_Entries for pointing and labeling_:
^^^^

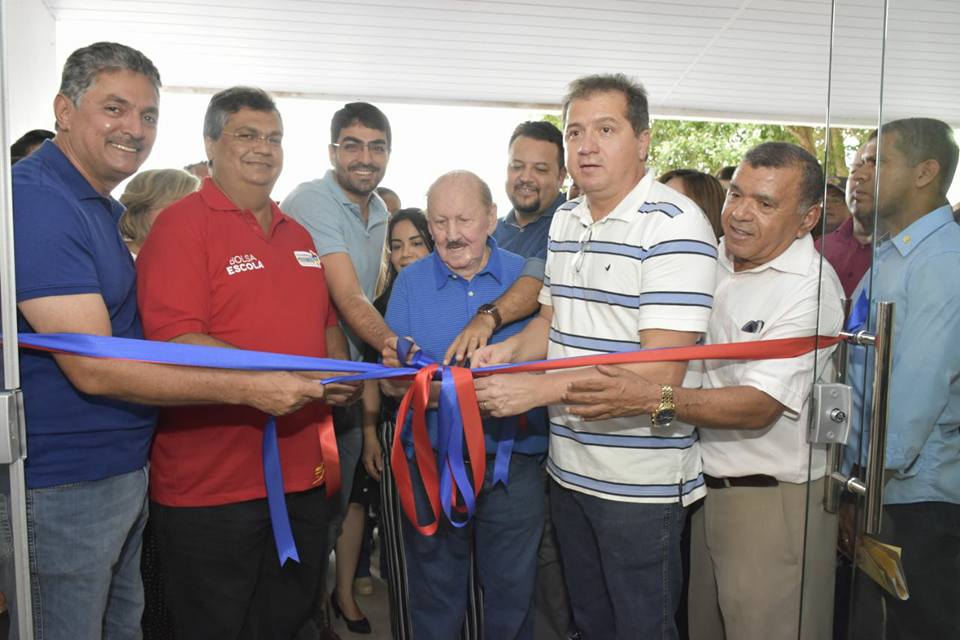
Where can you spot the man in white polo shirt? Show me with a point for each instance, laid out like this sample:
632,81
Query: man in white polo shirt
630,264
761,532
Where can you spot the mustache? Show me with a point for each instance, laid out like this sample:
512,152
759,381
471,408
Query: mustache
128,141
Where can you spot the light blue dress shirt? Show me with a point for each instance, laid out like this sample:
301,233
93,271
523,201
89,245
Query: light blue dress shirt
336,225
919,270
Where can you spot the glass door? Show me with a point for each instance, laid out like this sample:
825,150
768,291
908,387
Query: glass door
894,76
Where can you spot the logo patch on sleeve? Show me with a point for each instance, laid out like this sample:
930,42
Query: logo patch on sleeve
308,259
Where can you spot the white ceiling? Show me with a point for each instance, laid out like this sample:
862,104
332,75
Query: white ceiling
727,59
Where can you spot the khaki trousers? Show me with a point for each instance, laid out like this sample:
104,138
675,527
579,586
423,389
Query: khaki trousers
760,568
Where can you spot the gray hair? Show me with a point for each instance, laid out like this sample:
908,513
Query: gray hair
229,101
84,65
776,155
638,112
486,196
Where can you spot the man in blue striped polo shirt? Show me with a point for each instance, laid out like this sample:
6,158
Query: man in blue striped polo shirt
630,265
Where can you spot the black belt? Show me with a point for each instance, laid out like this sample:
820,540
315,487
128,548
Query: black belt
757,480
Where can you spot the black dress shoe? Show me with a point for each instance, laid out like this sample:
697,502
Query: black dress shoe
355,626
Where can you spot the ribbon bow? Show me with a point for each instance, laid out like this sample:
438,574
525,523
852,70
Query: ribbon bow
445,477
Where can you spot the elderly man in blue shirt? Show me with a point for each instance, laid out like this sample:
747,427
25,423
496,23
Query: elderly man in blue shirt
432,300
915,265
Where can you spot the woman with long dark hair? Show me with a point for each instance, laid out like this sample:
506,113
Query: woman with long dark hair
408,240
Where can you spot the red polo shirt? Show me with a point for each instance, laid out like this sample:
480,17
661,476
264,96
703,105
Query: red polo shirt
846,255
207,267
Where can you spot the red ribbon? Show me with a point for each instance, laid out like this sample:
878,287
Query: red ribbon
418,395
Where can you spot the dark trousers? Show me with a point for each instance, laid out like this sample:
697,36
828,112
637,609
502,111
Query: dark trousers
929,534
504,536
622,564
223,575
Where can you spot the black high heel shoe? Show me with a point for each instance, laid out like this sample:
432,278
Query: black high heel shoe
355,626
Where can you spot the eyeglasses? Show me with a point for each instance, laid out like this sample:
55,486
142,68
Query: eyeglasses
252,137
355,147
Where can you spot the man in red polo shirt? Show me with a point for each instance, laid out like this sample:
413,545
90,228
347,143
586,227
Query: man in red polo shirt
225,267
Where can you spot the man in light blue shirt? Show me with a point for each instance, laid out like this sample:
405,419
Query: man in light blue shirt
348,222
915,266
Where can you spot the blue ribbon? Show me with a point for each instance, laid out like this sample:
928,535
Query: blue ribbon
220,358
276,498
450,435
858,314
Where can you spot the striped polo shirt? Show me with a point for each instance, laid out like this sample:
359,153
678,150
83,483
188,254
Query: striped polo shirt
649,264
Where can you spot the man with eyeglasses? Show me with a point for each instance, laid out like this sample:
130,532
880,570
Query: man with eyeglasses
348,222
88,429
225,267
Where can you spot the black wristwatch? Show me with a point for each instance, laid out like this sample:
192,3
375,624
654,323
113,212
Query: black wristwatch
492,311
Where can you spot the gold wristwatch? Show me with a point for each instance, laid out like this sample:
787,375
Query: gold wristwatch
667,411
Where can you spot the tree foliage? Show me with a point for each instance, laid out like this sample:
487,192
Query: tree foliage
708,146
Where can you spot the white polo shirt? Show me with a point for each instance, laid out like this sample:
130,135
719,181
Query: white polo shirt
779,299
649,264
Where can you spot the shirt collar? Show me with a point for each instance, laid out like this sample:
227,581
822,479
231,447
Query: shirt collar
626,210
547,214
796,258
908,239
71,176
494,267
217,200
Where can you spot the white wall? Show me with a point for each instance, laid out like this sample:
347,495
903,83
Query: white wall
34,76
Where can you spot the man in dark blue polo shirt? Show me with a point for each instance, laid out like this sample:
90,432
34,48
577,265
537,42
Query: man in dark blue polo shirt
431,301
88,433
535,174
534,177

^^^^

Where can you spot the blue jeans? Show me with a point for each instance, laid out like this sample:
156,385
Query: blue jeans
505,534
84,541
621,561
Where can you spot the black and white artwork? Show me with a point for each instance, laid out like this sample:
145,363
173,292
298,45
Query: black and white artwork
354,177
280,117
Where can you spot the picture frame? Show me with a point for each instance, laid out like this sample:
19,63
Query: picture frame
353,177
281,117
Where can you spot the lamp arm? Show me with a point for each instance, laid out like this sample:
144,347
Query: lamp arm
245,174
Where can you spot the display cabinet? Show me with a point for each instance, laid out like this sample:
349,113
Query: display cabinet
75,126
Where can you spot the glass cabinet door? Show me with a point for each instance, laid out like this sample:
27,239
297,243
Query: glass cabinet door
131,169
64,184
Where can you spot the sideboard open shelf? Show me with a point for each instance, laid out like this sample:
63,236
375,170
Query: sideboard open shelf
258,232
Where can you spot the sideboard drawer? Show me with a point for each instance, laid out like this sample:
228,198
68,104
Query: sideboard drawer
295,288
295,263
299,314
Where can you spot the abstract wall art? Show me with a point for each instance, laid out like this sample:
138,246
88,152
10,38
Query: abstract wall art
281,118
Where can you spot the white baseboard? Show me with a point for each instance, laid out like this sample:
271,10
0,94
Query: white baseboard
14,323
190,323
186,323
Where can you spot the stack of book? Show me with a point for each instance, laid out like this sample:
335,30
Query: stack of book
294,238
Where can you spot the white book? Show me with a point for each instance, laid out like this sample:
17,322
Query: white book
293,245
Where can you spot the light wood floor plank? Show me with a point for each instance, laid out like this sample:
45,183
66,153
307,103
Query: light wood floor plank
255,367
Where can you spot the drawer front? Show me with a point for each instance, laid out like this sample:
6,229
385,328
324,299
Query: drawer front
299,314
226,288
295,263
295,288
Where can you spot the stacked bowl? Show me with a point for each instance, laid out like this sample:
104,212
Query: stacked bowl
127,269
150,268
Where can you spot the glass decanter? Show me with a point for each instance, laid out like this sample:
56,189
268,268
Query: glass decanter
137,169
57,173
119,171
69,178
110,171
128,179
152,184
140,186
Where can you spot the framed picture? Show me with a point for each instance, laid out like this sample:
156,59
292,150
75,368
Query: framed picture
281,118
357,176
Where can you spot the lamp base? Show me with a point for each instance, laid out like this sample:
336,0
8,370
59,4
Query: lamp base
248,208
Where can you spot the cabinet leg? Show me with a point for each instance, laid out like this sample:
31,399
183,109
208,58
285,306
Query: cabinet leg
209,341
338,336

^^^^

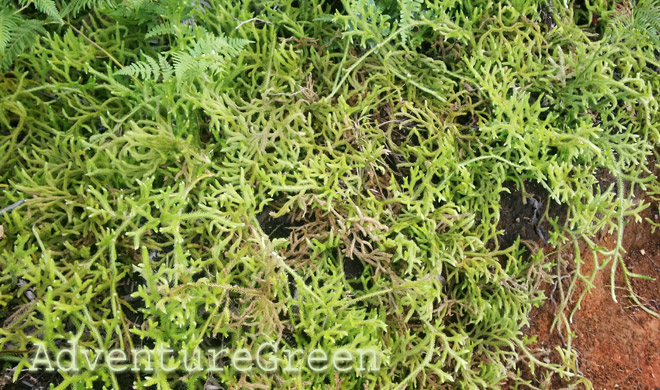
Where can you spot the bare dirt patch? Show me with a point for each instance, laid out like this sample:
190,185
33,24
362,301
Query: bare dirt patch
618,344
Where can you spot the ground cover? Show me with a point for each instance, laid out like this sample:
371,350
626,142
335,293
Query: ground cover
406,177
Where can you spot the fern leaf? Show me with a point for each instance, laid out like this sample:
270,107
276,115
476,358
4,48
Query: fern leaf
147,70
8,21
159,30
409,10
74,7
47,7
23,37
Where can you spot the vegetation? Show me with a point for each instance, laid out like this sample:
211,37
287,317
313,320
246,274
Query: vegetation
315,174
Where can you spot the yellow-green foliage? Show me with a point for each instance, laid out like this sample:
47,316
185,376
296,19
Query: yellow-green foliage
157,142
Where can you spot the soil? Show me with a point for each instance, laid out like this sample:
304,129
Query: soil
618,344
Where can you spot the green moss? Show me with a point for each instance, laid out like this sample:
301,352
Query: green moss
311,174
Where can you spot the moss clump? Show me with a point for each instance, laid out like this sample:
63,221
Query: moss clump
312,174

^^^^

_To do_: Identify every line in the records above that contains the string "light", and copy each one. Case counts.

_Task answer_:
Where can you spot the light blue dress shirt? Show me with a point for each instance, laid out like this sample:
Query: light blue dress shirt
Where can you spot the man in light blue shirt? Show me with a point for each instance, laid out like this sample:
Query: man in light blue shirt
Where can you spot the light wood floor plank? Show me with a point for each instance, laid out like this sample:
Query: light wood floor plank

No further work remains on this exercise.